**Work to do:** Write out the listing again from the line with "Batch job #47 — class: wooden plank." up to and including the line with "0;869;213;908", keeping the request line as it is. Multiply every box coordinate by 2.25, rounding to whole numbers with halves going up.

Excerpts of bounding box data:
== == ==
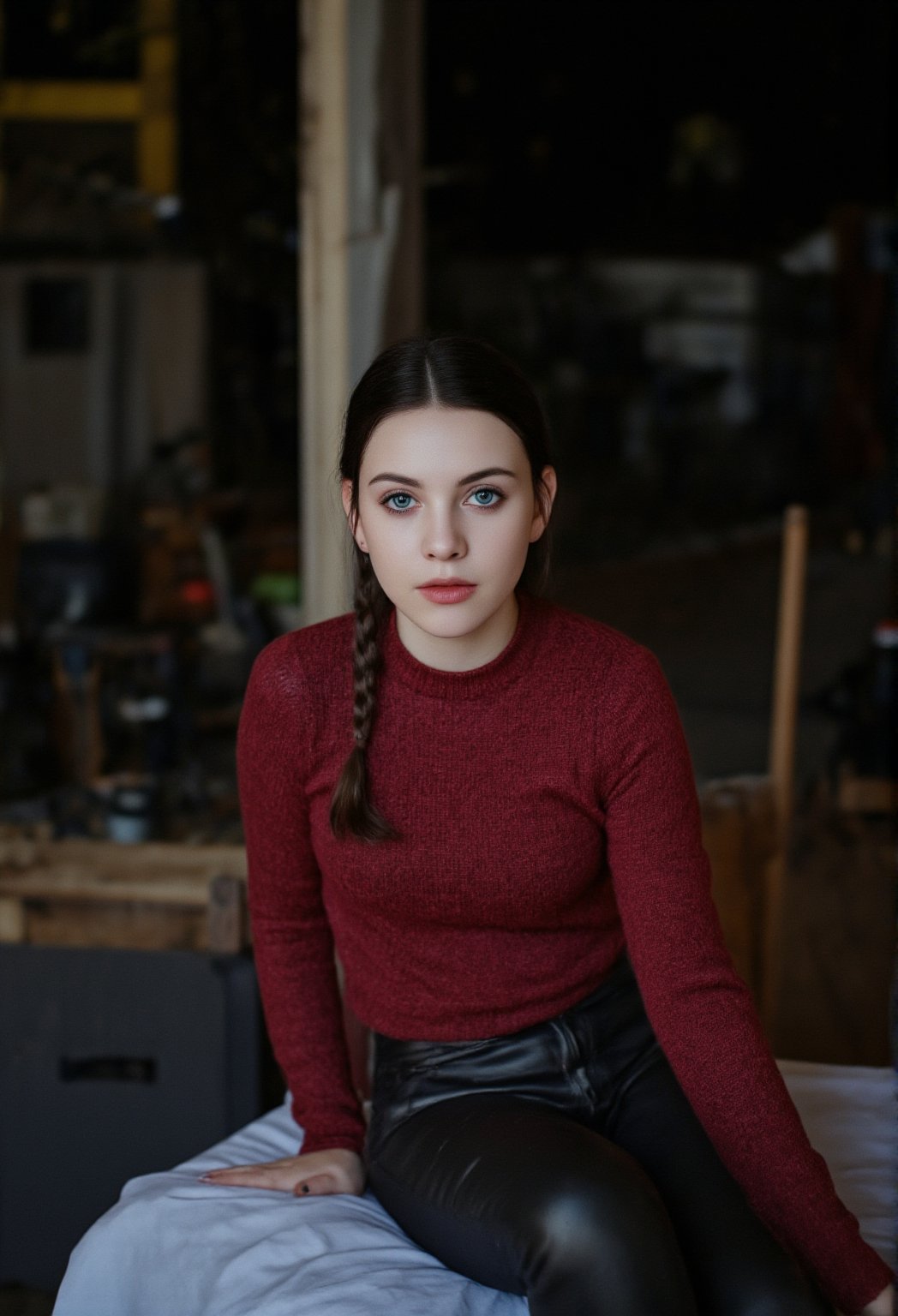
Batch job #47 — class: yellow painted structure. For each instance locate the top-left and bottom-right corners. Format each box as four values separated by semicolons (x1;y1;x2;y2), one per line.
0;0;177;197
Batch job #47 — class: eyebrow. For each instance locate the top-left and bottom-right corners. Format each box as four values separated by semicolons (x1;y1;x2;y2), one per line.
368;466;518;489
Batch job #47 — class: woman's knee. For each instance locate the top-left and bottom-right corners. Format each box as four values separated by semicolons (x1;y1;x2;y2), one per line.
523;1156;695;1316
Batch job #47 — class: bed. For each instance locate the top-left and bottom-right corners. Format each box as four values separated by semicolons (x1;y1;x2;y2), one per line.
54;1061;898;1316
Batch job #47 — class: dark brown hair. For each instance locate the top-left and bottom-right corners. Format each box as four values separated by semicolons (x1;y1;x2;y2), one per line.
331;336;550;841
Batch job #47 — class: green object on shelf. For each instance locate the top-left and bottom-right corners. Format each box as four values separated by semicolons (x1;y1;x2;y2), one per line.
250;571;302;607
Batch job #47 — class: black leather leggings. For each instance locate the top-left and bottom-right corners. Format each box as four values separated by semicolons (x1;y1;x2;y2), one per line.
368;960;834;1316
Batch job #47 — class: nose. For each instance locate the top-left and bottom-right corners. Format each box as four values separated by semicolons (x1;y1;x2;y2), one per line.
422;508;468;562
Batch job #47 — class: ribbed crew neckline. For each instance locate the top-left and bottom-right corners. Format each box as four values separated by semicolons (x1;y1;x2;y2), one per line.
383;594;536;699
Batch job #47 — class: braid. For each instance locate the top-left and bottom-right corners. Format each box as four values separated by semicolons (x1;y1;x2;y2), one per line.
353;554;383;751
331;549;397;841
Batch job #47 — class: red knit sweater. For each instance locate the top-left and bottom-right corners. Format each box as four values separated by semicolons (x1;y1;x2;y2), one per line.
238;596;890;1312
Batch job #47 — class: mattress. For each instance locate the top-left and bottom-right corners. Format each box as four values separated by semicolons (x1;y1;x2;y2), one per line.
54;1061;896;1316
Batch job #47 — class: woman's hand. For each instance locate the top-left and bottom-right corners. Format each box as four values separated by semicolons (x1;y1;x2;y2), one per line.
861;1284;895;1316
201;1147;365;1198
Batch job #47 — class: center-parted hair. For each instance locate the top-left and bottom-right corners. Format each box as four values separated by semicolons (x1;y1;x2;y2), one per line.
331;336;550;841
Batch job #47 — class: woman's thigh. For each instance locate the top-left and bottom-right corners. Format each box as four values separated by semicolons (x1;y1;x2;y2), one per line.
604;1049;834;1316
368;1095;697;1316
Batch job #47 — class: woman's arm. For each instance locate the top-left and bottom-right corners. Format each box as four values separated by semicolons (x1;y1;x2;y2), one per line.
601;648;890;1312
237;633;365;1153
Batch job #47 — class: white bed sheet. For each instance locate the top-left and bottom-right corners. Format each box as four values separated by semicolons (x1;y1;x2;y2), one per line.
54;1061;898;1316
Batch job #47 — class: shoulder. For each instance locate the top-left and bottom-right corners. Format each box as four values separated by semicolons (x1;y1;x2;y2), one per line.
528;599;661;687
250;612;353;697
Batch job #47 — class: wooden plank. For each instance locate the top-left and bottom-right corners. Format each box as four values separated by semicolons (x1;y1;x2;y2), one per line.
0;837;246;878
206;874;246;955
0;79;141;123
299;0;349;624
137;0;177;196
0;896;25;942
0;838;248;954
0;869;213;908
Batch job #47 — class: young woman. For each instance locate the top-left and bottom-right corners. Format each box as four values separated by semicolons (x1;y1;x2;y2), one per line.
211;337;893;1316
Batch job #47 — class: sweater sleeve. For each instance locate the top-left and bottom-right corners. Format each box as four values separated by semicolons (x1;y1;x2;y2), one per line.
237;637;365;1152
599;648;891;1313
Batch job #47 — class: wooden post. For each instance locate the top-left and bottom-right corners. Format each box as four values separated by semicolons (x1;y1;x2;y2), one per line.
763;504;807;1037
137;0;177;196
293;0;422;624
299;0;349;624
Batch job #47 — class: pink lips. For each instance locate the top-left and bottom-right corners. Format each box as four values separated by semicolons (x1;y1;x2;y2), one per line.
417;580;476;602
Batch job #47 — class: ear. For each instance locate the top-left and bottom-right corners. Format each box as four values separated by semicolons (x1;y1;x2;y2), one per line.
530;466;559;543
339;481;368;553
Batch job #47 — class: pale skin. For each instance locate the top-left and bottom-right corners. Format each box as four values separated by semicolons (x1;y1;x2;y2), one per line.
203;407;557;1196
203;407;895;1316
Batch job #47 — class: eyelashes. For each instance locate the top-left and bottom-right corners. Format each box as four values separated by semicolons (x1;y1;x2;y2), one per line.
378;484;506;516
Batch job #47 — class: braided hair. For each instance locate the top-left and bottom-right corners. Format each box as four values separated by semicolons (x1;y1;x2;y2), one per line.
331;336;550;842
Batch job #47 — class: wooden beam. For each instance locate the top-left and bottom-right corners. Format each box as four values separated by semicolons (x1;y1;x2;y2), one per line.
763;504;807;1045
299;0;349;625
137;0;177;196
0;81;142;123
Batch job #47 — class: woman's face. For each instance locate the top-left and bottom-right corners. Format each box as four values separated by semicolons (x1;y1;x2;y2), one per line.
== == ==
**Finished exercise:**
Batch job #47 — class: wooden plank. For each instance locate the top-left and bottom-right corners. Format each box as four values separated by semicolons (x1;y1;x2;y2), one per line.
0;1883;554;1976
464;1967;554;2149
0;178;317;277
673;0;785;1404
308;0;398;441
0;2016;56;2120
0;1886;558;2147
0;1955;479;2043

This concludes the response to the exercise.